[Entries from a dataset]

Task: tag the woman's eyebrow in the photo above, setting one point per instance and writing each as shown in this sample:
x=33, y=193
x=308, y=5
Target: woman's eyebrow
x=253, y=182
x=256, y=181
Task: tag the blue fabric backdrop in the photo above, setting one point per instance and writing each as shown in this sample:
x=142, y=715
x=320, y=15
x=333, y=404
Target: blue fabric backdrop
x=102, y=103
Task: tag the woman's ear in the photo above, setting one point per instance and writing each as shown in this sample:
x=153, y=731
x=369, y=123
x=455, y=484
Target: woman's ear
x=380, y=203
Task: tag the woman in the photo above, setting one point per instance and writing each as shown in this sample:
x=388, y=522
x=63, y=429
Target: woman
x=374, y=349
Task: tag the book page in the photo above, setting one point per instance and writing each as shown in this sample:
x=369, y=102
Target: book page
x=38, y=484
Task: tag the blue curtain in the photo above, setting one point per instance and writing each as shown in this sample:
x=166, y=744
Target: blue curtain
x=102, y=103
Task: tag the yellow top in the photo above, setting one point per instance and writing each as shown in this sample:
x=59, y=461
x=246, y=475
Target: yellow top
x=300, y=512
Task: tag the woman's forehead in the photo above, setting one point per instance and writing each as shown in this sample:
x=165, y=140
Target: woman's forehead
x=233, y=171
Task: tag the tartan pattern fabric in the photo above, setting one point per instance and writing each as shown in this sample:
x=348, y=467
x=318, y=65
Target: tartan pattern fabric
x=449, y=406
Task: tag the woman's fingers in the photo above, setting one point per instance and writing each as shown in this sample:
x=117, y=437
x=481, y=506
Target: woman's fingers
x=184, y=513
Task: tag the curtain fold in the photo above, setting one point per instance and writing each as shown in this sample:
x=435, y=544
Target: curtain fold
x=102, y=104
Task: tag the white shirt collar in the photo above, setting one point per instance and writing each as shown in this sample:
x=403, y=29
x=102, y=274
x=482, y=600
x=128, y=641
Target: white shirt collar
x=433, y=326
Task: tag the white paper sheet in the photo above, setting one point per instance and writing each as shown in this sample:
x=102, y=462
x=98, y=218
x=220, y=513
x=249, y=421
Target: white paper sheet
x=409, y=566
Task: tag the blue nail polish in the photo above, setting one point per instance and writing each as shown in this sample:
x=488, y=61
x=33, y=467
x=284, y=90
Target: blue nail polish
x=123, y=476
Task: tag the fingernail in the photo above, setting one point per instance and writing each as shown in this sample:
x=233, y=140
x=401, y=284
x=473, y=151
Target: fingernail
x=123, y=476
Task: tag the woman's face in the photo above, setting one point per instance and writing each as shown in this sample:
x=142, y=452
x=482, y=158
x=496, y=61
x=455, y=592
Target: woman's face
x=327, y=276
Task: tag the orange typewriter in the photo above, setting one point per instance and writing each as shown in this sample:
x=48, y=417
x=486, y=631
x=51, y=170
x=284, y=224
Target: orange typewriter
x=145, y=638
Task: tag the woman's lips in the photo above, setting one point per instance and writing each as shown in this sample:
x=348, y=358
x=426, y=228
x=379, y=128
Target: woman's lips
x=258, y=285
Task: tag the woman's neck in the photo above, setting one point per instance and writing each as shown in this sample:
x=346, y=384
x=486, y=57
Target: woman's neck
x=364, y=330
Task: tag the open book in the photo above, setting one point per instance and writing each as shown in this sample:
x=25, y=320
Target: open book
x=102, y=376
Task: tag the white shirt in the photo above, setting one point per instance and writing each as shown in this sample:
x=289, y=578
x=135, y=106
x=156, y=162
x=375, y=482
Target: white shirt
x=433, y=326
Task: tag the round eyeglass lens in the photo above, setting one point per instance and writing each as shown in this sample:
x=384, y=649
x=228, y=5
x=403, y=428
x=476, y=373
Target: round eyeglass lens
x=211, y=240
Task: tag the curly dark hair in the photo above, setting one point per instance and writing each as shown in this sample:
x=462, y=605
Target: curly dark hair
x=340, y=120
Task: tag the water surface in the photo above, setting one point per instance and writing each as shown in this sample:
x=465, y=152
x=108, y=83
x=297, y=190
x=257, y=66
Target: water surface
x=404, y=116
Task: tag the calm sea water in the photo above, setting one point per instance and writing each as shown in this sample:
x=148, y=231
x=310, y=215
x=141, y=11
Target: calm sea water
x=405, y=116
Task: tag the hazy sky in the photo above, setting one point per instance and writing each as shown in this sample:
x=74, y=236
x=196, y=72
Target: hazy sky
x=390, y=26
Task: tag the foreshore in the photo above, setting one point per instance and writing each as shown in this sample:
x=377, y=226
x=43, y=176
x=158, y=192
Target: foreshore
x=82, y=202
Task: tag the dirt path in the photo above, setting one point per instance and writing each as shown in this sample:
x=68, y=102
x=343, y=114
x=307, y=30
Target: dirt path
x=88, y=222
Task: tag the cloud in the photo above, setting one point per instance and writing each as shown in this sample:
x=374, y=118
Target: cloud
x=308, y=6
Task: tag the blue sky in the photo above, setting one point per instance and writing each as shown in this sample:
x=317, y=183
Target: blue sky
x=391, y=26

Task objective: Put the lines of all the items above into a numbered list, omitting any blank lines.

Exercise result:
1. Task: tag the woman's eyebrow in the photo above, setting one point per instance and writing each as shown in this sample:
2. x=33, y=193
3. x=308, y=5
4. Target: woman's eyebrow
5. x=253, y=182
6. x=256, y=181
7. Task: tag the blue fabric backdrop in the photo above, setting one point per instance and writing each as shown in this sample:
8. x=142, y=715
9. x=320, y=15
10. x=333, y=404
11. Target: blue fabric backdrop
12. x=102, y=103
13. Task: tag the woman's ear in the photo above, setting one point per instance and writing each as shown in this sample:
14. x=153, y=731
15. x=369, y=123
16. x=455, y=484
17. Target: woman's ear
18. x=380, y=203
19. Task: tag the woman in the photo above, setting one point per instance and writing each as shown in this sample:
20. x=388, y=522
21. x=63, y=429
22. Target: woman
23. x=374, y=349
24. Task: tag the book page in the photo above, setting one point per instance and writing each as shown in this sample:
25. x=369, y=102
26. Target: book page
27. x=38, y=484
28. Task: tag the blue curtain in the photo above, setting one point per instance and writing each as shown in this sample:
29. x=166, y=744
30. Target: blue curtain
31. x=102, y=103
32. Task: tag the yellow top in the photo above, setting one point per instance and writing each as shown in this sample:
33. x=59, y=461
34. x=246, y=475
35. Target: yellow top
36. x=300, y=512
37. Task: tag the woman's forehead in the photo above, setting one point per instance and writing each as shown in this sample:
38. x=165, y=140
39. Target: woman's forehead
40. x=233, y=171
41. Task: tag the tartan pattern fabric in the photo above, setting one point per instance and writing each as shown in this sample:
42. x=348, y=467
43. x=318, y=65
44. Target: tartan pattern fabric
45. x=449, y=406
46. Task: tag the woman's fingers in the photo above, setting one point per instance and writing each as shown in this sample:
47. x=117, y=437
48. x=481, y=506
49. Target: woman's fingers
50. x=184, y=513
51. Task: tag the curtain fold in the photo above, setting one point per instance and writing each as shown in this sample:
52. x=435, y=544
53. Target: curtain fold
54. x=102, y=104
55. Task: tag the white shirt collar in the photo above, setting one point per instance and writing each as shown in this sample:
56. x=403, y=29
57. x=102, y=274
58. x=482, y=600
59. x=128, y=641
60. Target: white shirt collar
61. x=433, y=326
62. Task: tag the white paper sheet in the photo above, setting one point per instance and writing each as shown in this sample:
63. x=102, y=462
64. x=98, y=218
65. x=220, y=513
66. x=249, y=421
67. Target: white paper sheet
68. x=409, y=566
69. Task: tag the blue nail polish in the photo above, setting one point per instance and writing each as shown in this sample:
70. x=488, y=61
71. x=33, y=467
72. x=284, y=90
73. Target: blue nail polish
74. x=123, y=476
75. Task: tag the fingernail in the photo above, setting one point per instance and writing each as shown in this sample:
76. x=233, y=140
77. x=401, y=284
78. x=473, y=151
79. Target: fingernail
80. x=123, y=476
81. Task: tag the woman's face in the photo above, setting one point per instance and writing each as shown in this sample:
82. x=142, y=452
83. x=482, y=158
84. x=496, y=61
85. x=455, y=592
86. Target: woman's face
87. x=327, y=276
88. Task: tag the orange typewriter in the photo above, setting one point per instance and writing each as shown in this sample:
89. x=48, y=417
90. x=486, y=631
91. x=51, y=170
92. x=284, y=224
93. Target: orange typewriter
94. x=145, y=638
95. Task: tag the woman's lips in the photo above, setting one point per instance and writing each as shown in this sample:
96. x=348, y=358
97. x=426, y=228
98. x=379, y=128
99. Target: woman's lips
100. x=258, y=285
101. Task: tag the woman's neck in the photo above, setting one point per instance and writing each as shown in this sample:
102. x=346, y=384
103. x=486, y=57
104. Target: woman's neck
105. x=364, y=330
106. Task: tag the open book in the photo above, setting one point per instance and writing each as shown in this sample:
107. x=25, y=320
108. Target: open book
109. x=102, y=376
110. Task: tag the white shirt in the photo above, setting one point per instance and writing each as shown in this sample:
111. x=289, y=578
112. x=135, y=106
113. x=156, y=162
114. x=375, y=482
115. Target: white shirt
116. x=433, y=326
117. Task: tag the round eyeglass lens in the photo above, setting one point per instance and writing each as shown in this sample:
118. x=384, y=649
119. x=228, y=5
120. x=403, y=428
121. x=476, y=373
122. Target: round eyeglass lens
123. x=211, y=240
124. Task: tag the curly dark hair in the photo above, setting one point per instance and writing each as shown in this sample:
125. x=462, y=605
126. Target: curly dark hair
127. x=340, y=120
128. Task: tag the water surface in the photo above, setting one point per instance and writing each as shown in this sample:
129. x=465, y=152
130. x=108, y=83
131. x=297, y=190
132. x=257, y=66
133. Target: water surface
134. x=404, y=116
135. Task: tag the calm sea water in the photo above, setting one point per instance and writing each as shown in this sample:
136. x=148, y=231
137. x=310, y=215
138. x=141, y=11
139. Target: calm sea water
140. x=405, y=116
141. Task: tag the hazy sky in the photo above, setting one point per instance and writing each as shown in this sample:
142. x=74, y=236
143. x=196, y=72
144. Target: hazy sky
145. x=390, y=26
146. Task: tag the foreshore in the photo above, setting one point per instance and writing each as shown in this sample:
147. x=377, y=226
148. x=43, y=176
149. x=158, y=192
150. Target: foreshore
151. x=82, y=202
152. Task: tag the dirt path in the photo above, setting one point per instance and writing each as shown in this sample:
153. x=68, y=102
154. x=343, y=114
155. x=307, y=30
156. Target: dirt path
157. x=88, y=222
158. Task: tag the cloud in the photo above, setting one point per instance and writing each as shown in this sample:
159. x=374, y=118
160. Target: cloud
161. x=308, y=6
162. Task: tag the blue sky in the photo above, setting one point per instance and writing each as shown in this sample:
163. x=317, y=183
164. Target: blue sky
165. x=391, y=26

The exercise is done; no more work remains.